··· Text block ···

William Roscoe Estep (February 12, 1920 – July 14, 2000) was an American Baptist historian and professor. He was an authority on the Anabaptist movement. Estep was professor of Church history emeritus at Southwestern Baptist Theological Seminary from 1954 until his retirement in 1990, however he continued to teach until 1994. During that time, he wrote numerous works on subjects including Baptist and Anabaptist history, religious liberty and world missions.

Four hundred seventy years ago the Anabaptist movement was launched with the inauguration of believer's baptism and the formation of the first congregation of the Swiss Brethren in Zurich, Switzerland. This standard introduction to the history of Anabaptism by noted church historian William R. Estep offers a vivid chronicle of the rise and spread of teachings and heritage of this important stream in Christianity.This third edition of The Anabaptist Story has been substantially revised and enlarged to take into account the numerous Anabaptist sources that have come to light in the last half-century as well as the significant number of monographs and other scholarly works on Anabaptist themes that have recently appeared. Estep challenges a number of assumptions held by contemporary historians and offers fresh insights into the Anabaptist movement.
  • Reading this book, coming from a modern non-denominational reformed church, has been very humbling for me, personally.

    While the word Anabaptist has been used to lump all sorts of different views together, many of which were legitimately heretical, this primarily follows the simple believers of the day who trusted God and happened to also believe in a few doctrinal distinctives like churches being gatherings of individuals that trust in God (instead of cities that aligned protestant or Catholic), baptism by immersion in water, excommunication of non-practicing people confessing to be believers, and sharing goods in an organized manner with those who have less.

    They were also killed in droves by both Catholics and protestants. More information on this can be found in the book Martyr's Mirror which is a longer book and the equivalent of Foxe's book of martyrs but for Anabaptists particularly.

    This book chronicles the short lives of leading figures, doctrinal formation, and the good and the bad committed by and towards Anabaptists.

    Highly recommended for anyone that has the time to read this.

···

:: What is asked ::
Quote the text about William R. Estep and The Anabaptist Story word for word, everything from "William Roscoe Estep" down to "and world missions.".

··· Excerpted data ···

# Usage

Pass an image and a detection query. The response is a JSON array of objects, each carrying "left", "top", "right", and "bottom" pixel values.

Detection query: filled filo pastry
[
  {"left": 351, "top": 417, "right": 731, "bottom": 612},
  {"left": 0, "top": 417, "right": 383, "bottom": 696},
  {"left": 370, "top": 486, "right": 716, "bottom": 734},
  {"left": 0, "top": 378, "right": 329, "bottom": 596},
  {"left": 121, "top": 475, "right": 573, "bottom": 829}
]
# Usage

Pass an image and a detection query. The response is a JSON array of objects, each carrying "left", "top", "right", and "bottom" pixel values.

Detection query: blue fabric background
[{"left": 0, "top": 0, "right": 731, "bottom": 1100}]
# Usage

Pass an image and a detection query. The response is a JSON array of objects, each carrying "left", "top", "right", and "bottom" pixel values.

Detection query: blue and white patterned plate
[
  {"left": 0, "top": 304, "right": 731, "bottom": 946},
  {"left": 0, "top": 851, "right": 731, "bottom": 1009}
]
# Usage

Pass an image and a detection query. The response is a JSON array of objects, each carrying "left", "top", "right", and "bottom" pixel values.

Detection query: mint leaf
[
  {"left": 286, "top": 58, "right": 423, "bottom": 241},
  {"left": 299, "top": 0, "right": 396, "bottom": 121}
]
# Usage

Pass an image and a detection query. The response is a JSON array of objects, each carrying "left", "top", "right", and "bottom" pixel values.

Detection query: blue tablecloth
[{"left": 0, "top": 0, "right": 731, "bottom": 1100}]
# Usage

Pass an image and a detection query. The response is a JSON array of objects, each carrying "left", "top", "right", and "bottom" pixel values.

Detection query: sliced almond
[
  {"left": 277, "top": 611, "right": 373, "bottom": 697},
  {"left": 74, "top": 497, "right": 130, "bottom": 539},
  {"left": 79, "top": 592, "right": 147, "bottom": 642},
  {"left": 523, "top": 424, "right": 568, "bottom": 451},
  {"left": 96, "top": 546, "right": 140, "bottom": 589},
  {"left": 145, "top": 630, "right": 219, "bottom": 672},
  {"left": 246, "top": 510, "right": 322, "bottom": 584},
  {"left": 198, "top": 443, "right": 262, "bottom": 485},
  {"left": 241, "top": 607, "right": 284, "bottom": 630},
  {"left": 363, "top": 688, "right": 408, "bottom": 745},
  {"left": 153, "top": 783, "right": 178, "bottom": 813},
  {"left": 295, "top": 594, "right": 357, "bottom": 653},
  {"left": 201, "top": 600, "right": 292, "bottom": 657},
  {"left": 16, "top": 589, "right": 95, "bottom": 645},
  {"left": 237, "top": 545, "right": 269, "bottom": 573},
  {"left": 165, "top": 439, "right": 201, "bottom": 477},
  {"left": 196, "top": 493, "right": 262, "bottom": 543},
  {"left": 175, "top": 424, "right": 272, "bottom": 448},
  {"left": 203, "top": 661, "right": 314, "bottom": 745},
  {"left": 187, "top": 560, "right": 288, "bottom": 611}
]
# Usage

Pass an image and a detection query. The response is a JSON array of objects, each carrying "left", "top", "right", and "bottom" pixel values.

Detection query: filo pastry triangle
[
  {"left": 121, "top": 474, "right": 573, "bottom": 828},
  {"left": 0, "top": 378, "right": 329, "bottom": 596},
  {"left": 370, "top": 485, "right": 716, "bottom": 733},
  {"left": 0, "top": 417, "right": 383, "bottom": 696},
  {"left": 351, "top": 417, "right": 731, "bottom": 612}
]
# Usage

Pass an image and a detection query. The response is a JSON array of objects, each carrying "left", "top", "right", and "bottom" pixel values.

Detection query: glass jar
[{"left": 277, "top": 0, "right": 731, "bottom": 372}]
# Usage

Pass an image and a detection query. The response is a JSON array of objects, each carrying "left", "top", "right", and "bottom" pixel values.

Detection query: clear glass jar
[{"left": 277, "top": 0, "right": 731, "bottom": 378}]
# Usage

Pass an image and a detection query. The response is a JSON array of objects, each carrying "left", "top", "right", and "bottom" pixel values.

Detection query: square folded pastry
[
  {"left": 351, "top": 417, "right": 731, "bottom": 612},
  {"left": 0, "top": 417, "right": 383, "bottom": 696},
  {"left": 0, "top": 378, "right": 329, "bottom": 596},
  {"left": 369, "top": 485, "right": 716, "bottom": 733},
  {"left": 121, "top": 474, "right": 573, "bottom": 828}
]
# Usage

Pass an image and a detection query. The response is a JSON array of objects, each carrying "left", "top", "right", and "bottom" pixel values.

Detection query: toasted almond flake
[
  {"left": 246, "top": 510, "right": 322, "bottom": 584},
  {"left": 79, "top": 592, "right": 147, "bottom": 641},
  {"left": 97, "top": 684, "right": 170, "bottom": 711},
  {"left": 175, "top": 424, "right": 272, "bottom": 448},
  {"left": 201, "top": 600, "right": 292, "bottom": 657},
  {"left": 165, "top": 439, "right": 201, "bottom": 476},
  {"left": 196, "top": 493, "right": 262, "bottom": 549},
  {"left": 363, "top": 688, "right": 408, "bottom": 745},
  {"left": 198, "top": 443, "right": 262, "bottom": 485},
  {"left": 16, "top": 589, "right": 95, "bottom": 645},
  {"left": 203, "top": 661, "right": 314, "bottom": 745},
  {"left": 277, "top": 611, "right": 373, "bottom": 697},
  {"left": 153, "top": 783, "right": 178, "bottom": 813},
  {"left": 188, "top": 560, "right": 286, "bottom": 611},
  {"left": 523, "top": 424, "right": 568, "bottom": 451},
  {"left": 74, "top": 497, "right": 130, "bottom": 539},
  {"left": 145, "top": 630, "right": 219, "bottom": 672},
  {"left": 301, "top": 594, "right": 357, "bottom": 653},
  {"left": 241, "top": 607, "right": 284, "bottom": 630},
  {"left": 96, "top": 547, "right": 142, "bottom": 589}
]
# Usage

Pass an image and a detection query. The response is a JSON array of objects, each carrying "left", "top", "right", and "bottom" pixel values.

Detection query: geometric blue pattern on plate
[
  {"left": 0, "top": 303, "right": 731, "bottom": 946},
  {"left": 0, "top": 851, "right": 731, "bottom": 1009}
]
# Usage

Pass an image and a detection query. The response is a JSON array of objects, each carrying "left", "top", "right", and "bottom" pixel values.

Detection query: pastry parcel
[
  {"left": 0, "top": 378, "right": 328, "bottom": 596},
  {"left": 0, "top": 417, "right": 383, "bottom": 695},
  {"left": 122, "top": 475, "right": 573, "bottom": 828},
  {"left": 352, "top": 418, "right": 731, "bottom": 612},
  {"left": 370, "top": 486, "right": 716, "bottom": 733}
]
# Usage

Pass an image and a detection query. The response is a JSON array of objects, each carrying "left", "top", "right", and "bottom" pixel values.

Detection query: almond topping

···

:: Result of this exercise ::
William Roscoe Estep (February 12, 1920 – July 14, 2000) was an American Baptist historian and professor. He was an authority on the Anabaptist movement. Estep was professor of Church history emeritus at Southwestern Baptist Theological Seminary from 1954 until his retirement in 1990, however he continued to teach until 1994. During that time, he wrote numerous works on subjects including Baptist and Anabaptist history, religious liberty and world missions.